::: EXERCISE DATA

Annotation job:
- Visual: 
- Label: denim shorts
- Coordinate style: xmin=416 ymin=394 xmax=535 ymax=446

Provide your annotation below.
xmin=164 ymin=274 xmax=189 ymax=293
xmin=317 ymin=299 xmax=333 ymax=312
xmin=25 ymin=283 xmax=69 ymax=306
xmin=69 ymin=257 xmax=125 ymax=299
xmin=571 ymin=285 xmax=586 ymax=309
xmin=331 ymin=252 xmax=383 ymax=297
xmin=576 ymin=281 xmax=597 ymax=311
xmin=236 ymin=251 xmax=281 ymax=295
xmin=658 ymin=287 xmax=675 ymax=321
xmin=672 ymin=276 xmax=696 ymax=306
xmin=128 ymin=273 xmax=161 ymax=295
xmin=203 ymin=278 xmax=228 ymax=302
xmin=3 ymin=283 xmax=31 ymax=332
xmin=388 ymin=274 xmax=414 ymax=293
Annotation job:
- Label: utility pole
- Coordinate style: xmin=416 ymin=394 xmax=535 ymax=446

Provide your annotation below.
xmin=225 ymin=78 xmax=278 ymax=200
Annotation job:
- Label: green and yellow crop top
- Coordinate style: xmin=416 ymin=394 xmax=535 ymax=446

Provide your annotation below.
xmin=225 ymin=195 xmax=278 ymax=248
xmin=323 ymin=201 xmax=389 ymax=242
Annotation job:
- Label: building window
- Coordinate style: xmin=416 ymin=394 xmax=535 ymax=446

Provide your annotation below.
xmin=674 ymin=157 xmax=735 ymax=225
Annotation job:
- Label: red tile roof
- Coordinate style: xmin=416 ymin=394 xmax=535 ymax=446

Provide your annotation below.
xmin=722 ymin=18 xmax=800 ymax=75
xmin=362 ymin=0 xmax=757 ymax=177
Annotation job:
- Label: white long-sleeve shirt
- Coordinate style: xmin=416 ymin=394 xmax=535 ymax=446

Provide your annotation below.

::::::

▶ _BRIEF_
Write out the entire listing above word for word, without changing anything.

▶ _EXERCISE OUTPUT_
Annotation job:
- Visual: 
- Label: denim shorts
- Coordinate style: xmin=416 ymin=394 xmax=535 ymax=446

Provide your annotation below.
xmin=164 ymin=274 xmax=189 ymax=293
xmin=317 ymin=299 xmax=333 ymax=312
xmin=25 ymin=283 xmax=69 ymax=306
xmin=69 ymin=257 xmax=125 ymax=299
xmin=571 ymin=285 xmax=586 ymax=309
xmin=331 ymin=252 xmax=383 ymax=297
xmin=576 ymin=281 xmax=597 ymax=311
xmin=236 ymin=251 xmax=281 ymax=295
xmin=658 ymin=287 xmax=675 ymax=321
xmin=672 ymin=276 xmax=696 ymax=306
xmin=128 ymin=273 xmax=161 ymax=295
xmin=203 ymin=278 xmax=228 ymax=302
xmin=3 ymin=283 xmax=31 ymax=332
xmin=388 ymin=274 xmax=414 ymax=293
Annotation job:
- Label: utility pole
- Coordinate style: xmin=416 ymin=394 xmax=535 ymax=446

Provide your annotation below.
xmin=225 ymin=78 xmax=278 ymax=200
Annotation job:
- Label: green and yellow crop top
- Coordinate style: xmin=416 ymin=394 xmax=535 ymax=446

Provide your annotation below.
xmin=225 ymin=195 xmax=278 ymax=248
xmin=323 ymin=201 xmax=389 ymax=242
Annotation job:
- Label: building window
- Coordinate style: xmin=416 ymin=394 xmax=535 ymax=446

Provide your annotation below.
xmin=674 ymin=157 xmax=735 ymax=225
Annotation job:
- Label: red tile roof
- Coordinate style: xmin=416 ymin=394 xmax=535 ymax=446

Provide your annotation below.
xmin=722 ymin=18 xmax=800 ymax=75
xmin=362 ymin=0 xmax=757 ymax=177
Annotation job:
- Label: white long-sleeve shirt
- Coordinate style: xmin=416 ymin=394 xmax=535 ymax=446

Provide your annotation below.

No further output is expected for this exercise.